Here's a short video he sent in today. The motor was already hot rodded when exported (L28 to 3.0), extensive head work etc. 

Link on engine builder => Welcome to Rebello Racing
Gary's KGC10 Skyline In Action - Now with Robello Racing 3.2 Built Motor - YouTube





Pics from when in Japan. Like the devil in black!


----------



## FeastJapan (Oct 21, 2008)

Mods, I used the you tube tag - why is the video not showing?


----------



## Nigel-Power (Dec 16, 2009)

That's a sweet looking vintage, love it 

3.2L engine  it must really go !


----------



## ANDY H (Mar 17, 2005)

Mmmmm I like that a lot!!


----------



## infamous_t (Jul 9, 2007)

Fantastic!


----------



## Jags (May 20, 2007)

Loving that!


----------



## smallz (Aug 10, 2010)

that is awesome! :smokin:


----------



## nightcrawler (May 7, 2010)

• _Parts of the exercise_:
**A.** List the usernames that appear as post headers in the Skyline forum thread.
**B.** Transcribe the Skyline forum thread from "## FeastJapan (Oct" to "really go !".
**C.** Carry the Skyline forum thread on from the point where it stops.

• _Extracted data_:
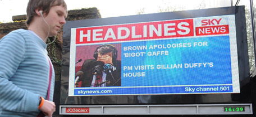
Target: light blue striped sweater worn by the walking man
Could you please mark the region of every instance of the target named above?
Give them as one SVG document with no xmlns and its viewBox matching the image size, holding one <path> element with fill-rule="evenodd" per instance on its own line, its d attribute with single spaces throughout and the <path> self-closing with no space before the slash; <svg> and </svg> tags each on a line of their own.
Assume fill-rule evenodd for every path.
<svg viewBox="0 0 256 117">
<path fill-rule="evenodd" d="M 22 29 L 0 40 L 0 116 L 36 116 L 39 113 L 39 96 L 47 98 L 49 84 L 46 47 L 38 36 Z"/>
</svg>

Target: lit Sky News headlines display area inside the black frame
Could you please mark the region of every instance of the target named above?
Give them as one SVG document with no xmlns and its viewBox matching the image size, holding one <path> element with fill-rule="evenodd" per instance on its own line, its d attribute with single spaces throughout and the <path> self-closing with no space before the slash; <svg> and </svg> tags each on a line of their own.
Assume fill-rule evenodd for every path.
<svg viewBox="0 0 256 117">
<path fill-rule="evenodd" d="M 101 72 L 115 80 L 89 86 L 97 75 L 88 69 L 97 64 L 76 70 L 79 64 L 75 63 L 80 59 L 97 62 L 93 58 L 95 45 L 118 46 L 121 58 L 112 61 L 121 61 L 121 67 L 112 65 L 118 71 L 112 68 L 113 76 L 101 66 Z M 70 96 L 240 92 L 234 14 L 71 28 L 70 54 L 76 56 L 70 59 L 70 77 L 74 77 L 70 79 Z M 75 87 L 71 83 L 75 76 L 81 84 L 85 79 L 92 81 Z M 116 86 L 118 82 L 121 85 Z"/>
</svg>

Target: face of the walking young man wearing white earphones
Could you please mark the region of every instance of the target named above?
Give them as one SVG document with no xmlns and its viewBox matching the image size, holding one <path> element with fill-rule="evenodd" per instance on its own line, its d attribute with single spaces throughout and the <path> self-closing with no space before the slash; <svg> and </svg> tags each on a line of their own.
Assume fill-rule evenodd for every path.
<svg viewBox="0 0 256 117">
<path fill-rule="evenodd" d="M 53 6 L 45 20 L 49 23 L 50 32 L 49 37 L 57 35 L 60 28 L 66 23 L 67 16 L 66 9 L 62 6 Z"/>
</svg>

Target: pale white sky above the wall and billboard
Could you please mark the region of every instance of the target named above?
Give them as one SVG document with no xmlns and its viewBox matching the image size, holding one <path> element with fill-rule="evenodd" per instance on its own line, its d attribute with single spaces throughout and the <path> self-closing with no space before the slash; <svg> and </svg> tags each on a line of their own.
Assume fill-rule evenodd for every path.
<svg viewBox="0 0 256 117">
<path fill-rule="evenodd" d="M 236 0 L 232 0 L 235 4 Z M 247 1 L 247 2 L 245 2 Z M 12 22 L 12 16 L 26 14 L 29 0 L 0 0 L 0 22 Z M 67 9 L 97 7 L 102 18 L 157 13 L 159 9 L 177 8 L 183 10 L 204 8 L 229 7 L 231 0 L 65 0 Z M 241 0 L 239 5 L 248 4 L 249 0 Z"/>
</svg>

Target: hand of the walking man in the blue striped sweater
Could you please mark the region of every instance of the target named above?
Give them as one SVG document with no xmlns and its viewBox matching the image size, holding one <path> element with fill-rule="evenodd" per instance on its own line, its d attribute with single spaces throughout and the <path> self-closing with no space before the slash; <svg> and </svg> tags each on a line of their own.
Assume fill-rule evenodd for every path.
<svg viewBox="0 0 256 117">
<path fill-rule="evenodd" d="M 39 109 L 43 111 L 45 116 L 52 116 L 53 112 L 55 111 L 55 103 L 52 101 L 44 100 L 43 106 Z"/>
</svg>

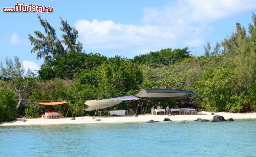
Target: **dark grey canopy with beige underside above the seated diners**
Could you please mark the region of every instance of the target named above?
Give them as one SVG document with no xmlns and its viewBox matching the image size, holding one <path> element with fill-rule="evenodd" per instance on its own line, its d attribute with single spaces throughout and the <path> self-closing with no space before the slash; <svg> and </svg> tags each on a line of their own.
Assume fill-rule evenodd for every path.
<svg viewBox="0 0 256 157">
<path fill-rule="evenodd" d="M 197 95 L 193 91 L 182 91 L 173 89 L 142 89 L 135 96 L 143 99 L 170 99 L 174 97 L 182 97 L 185 94 Z"/>
</svg>

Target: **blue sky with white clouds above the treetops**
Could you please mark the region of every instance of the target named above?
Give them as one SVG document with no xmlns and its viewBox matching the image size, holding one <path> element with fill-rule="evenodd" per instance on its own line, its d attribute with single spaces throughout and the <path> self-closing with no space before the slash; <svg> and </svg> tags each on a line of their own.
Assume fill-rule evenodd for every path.
<svg viewBox="0 0 256 157">
<path fill-rule="evenodd" d="M 254 0 L 44 0 L 1 1 L 0 61 L 18 56 L 25 69 L 38 70 L 43 59 L 31 54 L 28 34 L 44 32 L 37 13 L 6 13 L 2 7 L 25 5 L 53 7 L 39 13 L 56 29 L 61 39 L 60 17 L 78 30 L 86 53 L 133 58 L 150 51 L 188 46 L 192 55 L 202 55 L 203 45 L 216 42 L 235 31 L 236 22 L 245 28 L 255 12 Z"/>
</svg>

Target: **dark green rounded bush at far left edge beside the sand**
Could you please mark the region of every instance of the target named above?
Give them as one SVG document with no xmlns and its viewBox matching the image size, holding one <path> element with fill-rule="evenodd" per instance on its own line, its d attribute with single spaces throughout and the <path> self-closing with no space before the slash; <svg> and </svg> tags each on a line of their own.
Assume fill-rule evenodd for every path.
<svg viewBox="0 0 256 157">
<path fill-rule="evenodd" d="M 15 93 L 0 88 L 0 122 L 12 121 L 17 118 L 17 102 Z"/>
</svg>

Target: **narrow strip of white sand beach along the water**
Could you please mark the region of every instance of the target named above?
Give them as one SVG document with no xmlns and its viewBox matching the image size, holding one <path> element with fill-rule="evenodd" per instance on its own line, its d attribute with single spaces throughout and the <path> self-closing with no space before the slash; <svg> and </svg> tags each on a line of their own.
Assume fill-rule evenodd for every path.
<svg viewBox="0 0 256 157">
<path fill-rule="evenodd" d="M 0 123 L 1 126 L 27 126 L 27 125 L 56 125 L 56 124 L 91 124 L 91 123 L 141 123 L 148 122 L 149 120 L 154 121 L 163 121 L 164 118 L 169 118 L 172 121 L 194 121 L 197 118 L 207 119 L 212 121 L 213 115 L 210 115 L 211 112 L 199 112 L 197 115 L 139 115 L 135 116 L 110 116 L 110 117 L 93 117 L 85 116 L 85 117 L 76 117 L 75 120 L 71 120 L 71 117 L 67 118 L 59 118 L 59 119 L 42 119 L 42 118 L 33 118 L 26 119 L 26 122 L 23 122 L 22 118 L 18 118 L 15 121 Z M 215 115 L 221 115 L 225 119 L 233 118 L 236 119 L 256 119 L 256 113 L 226 113 L 226 112 L 218 112 L 214 113 Z M 96 121 L 100 119 L 100 121 Z"/>
</svg>

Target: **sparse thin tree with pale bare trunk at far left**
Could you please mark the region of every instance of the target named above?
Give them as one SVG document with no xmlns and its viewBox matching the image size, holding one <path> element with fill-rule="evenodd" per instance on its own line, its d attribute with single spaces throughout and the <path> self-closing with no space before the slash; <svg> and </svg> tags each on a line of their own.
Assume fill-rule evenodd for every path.
<svg viewBox="0 0 256 157">
<path fill-rule="evenodd" d="M 8 78 L 11 80 L 11 83 L 15 89 L 15 91 L 19 95 L 19 102 L 17 104 L 17 109 L 20 107 L 21 101 L 23 99 L 23 92 L 25 91 L 28 85 L 28 74 L 30 73 L 30 69 L 28 69 L 27 76 L 24 77 L 25 69 L 23 68 L 22 62 L 20 62 L 17 56 L 14 57 L 14 62 L 8 57 L 5 59 L 6 68 L 0 65 L 1 68 L 1 76 Z"/>
</svg>

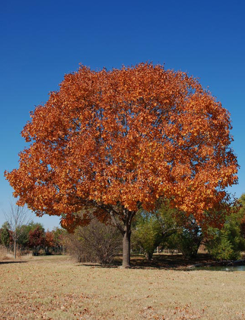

• _Answers below_:
**A.** FeastJapan, Nigel-Power, ANDY H, infamous_t, Jags, smallz, nightcrawler

**B.**
## FeastJapan (Oct 21, 2008)

Mods, I used the you tube tag - why is the video not showing?


----------



## Nigel-Power (Dec 16, 2009)

That's a sweet looking vintage, love it 

3.2L engine  it must really go !

**C.**
beauty and beast! :thumbsup:


----------



## FeastJapan (Oct 21, 2008)

Some new photos of Gary's Hako below. He did a number on the wheels


----------



## Bajie (Dec 13, 2001)

Bloody Hell thats beautiful!


----------



## nozza1 (Jan 13, 2007)

that looks awesome.

Nice find that, Adam.:thumbsup:


----------



## northstar34 (Jul 24, 2009)

nightcrawler said:


> beauty and beast! :thumbsup:




My words exactly.!!


----------



## Gaz. (Mar 4, 2013)

Such a beautiful looking Hako!


----------



## FeastJapan (Oct 21, 2008)

Check this out hahaha
1971 Skyline 2000GT - YouTube


----------



## amervyn123 (Aug 11, 2012)

wow that is amazing. Love the wheels and how it sits on them.


----------



## grahamc (Oct 1, 2006)

How have I missed this?!


----------



## amervyn123 (Aug 11, 2012)

truly gorgeous :bowdown1:
wish I could own one


----------



## Buzby (May 15, 2013)

I think I just did a sex wee. F**king love your car:bowdown1:


----------



## EF Ian (Jan 11, 2013)

Very Nice


----------



## DINGER B (Jul 8, 2012)

That is beautiful.... Would love that.


----------



## saucyboy (Nov 1, 2009)

I want one of these sooooo bad :smokin:


----------



## MxS-PoWeR (Oct 28, 2012)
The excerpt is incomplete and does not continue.